# What to do
Find the line containing "Exercise. Point to every instance of the tree canopy", then output it and every line after it through the end of the listing below, exactly as written.

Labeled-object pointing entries

»»

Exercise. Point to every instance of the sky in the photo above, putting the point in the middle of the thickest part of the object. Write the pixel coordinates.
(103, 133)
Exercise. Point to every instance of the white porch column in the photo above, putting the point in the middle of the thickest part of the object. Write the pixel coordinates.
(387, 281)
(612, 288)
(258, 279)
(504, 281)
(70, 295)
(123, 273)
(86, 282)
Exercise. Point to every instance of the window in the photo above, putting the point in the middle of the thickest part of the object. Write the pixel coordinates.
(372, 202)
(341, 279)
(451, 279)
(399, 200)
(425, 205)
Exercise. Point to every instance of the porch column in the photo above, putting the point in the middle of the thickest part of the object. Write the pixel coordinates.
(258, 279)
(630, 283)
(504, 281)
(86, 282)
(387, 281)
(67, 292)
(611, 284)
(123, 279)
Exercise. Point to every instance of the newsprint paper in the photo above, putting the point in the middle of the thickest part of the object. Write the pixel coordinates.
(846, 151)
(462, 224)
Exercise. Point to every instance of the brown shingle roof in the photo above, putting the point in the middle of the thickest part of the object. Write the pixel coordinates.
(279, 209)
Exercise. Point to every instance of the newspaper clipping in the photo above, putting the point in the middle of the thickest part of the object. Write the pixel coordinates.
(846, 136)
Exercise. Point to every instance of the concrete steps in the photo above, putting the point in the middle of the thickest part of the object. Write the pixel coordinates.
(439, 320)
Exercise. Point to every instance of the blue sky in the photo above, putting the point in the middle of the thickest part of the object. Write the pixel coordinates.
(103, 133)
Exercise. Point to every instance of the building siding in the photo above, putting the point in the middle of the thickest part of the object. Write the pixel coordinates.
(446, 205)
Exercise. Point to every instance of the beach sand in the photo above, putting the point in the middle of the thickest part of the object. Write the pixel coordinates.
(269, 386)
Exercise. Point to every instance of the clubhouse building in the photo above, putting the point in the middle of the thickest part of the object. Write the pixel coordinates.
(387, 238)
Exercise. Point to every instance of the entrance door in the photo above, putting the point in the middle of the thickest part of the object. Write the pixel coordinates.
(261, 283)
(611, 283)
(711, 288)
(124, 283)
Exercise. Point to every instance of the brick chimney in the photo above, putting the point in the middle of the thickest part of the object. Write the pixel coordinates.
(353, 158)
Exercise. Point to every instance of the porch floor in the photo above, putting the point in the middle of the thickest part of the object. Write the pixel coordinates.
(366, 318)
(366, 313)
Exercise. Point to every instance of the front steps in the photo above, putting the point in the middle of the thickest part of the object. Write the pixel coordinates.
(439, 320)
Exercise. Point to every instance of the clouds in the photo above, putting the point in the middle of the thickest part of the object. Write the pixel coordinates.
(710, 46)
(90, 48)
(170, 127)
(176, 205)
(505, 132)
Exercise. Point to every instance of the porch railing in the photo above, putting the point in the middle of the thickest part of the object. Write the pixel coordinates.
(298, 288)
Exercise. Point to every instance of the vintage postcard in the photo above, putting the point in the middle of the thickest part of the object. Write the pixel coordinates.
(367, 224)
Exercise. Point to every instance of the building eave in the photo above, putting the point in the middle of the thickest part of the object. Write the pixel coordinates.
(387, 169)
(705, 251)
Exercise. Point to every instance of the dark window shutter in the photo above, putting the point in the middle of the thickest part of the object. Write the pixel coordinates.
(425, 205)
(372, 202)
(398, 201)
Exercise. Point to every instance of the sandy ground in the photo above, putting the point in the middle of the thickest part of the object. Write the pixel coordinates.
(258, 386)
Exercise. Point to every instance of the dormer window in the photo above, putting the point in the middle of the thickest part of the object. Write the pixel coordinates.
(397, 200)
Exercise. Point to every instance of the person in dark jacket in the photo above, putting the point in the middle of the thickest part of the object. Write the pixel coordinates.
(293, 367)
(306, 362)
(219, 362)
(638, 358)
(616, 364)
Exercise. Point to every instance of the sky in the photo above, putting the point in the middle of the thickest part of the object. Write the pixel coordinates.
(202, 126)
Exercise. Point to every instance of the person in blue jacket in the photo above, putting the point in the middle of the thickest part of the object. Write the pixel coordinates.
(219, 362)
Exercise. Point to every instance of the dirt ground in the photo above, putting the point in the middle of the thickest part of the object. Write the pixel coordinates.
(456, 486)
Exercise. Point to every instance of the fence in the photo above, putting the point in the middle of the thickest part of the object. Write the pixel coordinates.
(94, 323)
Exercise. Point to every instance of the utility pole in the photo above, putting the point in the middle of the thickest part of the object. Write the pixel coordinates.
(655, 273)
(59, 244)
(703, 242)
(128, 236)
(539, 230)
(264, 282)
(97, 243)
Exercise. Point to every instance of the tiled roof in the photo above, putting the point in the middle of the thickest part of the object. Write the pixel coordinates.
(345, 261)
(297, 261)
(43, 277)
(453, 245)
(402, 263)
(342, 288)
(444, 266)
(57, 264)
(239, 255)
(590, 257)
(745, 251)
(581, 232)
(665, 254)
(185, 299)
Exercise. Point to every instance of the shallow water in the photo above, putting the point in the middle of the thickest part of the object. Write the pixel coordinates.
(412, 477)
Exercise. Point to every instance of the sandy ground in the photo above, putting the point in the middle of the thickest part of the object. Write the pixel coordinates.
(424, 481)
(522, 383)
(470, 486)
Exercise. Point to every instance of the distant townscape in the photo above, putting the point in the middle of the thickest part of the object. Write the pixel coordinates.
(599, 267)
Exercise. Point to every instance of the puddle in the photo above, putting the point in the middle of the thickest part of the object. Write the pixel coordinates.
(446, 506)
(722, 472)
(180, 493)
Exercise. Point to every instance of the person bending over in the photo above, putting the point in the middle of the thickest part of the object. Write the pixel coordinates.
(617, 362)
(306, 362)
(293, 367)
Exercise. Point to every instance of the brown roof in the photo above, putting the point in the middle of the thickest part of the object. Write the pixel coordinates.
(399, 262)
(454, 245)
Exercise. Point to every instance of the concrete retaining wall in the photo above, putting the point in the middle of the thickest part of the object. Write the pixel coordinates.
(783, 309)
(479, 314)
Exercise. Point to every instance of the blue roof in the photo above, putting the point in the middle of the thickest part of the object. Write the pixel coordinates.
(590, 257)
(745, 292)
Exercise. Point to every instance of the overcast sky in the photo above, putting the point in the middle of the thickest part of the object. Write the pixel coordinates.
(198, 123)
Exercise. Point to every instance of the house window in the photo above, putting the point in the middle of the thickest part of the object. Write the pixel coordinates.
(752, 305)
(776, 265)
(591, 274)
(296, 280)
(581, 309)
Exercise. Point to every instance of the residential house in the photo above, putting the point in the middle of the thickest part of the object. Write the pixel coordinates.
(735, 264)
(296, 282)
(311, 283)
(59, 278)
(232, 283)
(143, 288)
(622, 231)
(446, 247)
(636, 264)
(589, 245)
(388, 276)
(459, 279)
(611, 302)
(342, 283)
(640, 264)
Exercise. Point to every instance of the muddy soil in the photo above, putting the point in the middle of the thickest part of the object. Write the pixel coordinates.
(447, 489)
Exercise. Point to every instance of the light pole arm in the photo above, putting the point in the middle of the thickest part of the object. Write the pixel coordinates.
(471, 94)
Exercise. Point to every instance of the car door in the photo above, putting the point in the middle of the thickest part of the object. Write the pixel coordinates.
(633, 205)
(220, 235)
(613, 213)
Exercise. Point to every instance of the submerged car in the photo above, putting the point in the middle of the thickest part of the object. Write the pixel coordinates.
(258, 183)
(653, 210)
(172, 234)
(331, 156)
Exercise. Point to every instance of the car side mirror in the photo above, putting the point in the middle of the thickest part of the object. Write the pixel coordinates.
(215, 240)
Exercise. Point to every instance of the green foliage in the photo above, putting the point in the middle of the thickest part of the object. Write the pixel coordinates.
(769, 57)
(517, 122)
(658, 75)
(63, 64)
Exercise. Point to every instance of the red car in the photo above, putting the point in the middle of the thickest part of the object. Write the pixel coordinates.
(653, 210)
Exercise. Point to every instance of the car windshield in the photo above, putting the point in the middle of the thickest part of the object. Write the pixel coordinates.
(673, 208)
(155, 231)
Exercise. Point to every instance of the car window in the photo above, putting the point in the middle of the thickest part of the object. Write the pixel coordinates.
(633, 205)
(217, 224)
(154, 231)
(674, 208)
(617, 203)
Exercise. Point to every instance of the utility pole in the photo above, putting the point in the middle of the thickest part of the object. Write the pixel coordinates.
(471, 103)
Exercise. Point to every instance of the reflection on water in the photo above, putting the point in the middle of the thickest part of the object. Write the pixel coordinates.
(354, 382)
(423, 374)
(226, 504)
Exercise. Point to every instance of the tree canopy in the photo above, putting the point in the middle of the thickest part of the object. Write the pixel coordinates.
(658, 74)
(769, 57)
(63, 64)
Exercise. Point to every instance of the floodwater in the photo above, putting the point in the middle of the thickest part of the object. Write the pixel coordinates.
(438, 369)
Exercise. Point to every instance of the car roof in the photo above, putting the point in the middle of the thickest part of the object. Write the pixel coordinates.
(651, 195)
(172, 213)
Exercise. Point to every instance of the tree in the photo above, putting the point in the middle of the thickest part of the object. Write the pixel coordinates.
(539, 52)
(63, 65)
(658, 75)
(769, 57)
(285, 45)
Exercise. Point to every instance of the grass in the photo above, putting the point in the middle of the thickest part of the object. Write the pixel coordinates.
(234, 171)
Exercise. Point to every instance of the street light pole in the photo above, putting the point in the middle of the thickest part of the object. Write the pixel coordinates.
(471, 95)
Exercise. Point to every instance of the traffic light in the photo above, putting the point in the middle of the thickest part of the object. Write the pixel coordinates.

««

# Response to this task
Exercise. Point to every instance of the tree canopy in the photo above, putting the point in the middle of the thickest part of the object. Write the pixel coordinates.
(658, 74)
(769, 57)
(63, 64)
Exercise. Point to every instance of the floodwater in the photo above, putting the point in the middle of the thickest part of the object. Write the pixel coordinates.
(438, 369)
Exercise. Point to every instance of the car roof in the photo above, putting the point in the middle of the thickest part of the object. Write the pixel coordinates.
(651, 195)
(172, 213)
Exercise. Point to every instance of the tree in the photo above, putting the point in the middle of the thickest part of the object. Write the pixel coordinates.
(539, 52)
(63, 65)
(658, 75)
(769, 57)
(285, 45)
Exercise. Point to every instance of the grass in the photo above, putting the point in the middle of the thickest part of the object. Write the pixel coordinates.
(234, 171)
Exercise. Point to every instance of the street light pole in the photo above, putting the point in the middle of the thickest part of the object. Write the pixel coordinates.
(471, 95)
Exercise. Point to every instance of the traffic light in the photo above, putting the point in the middle of the thickest part of the object. Write the pixel coordinates.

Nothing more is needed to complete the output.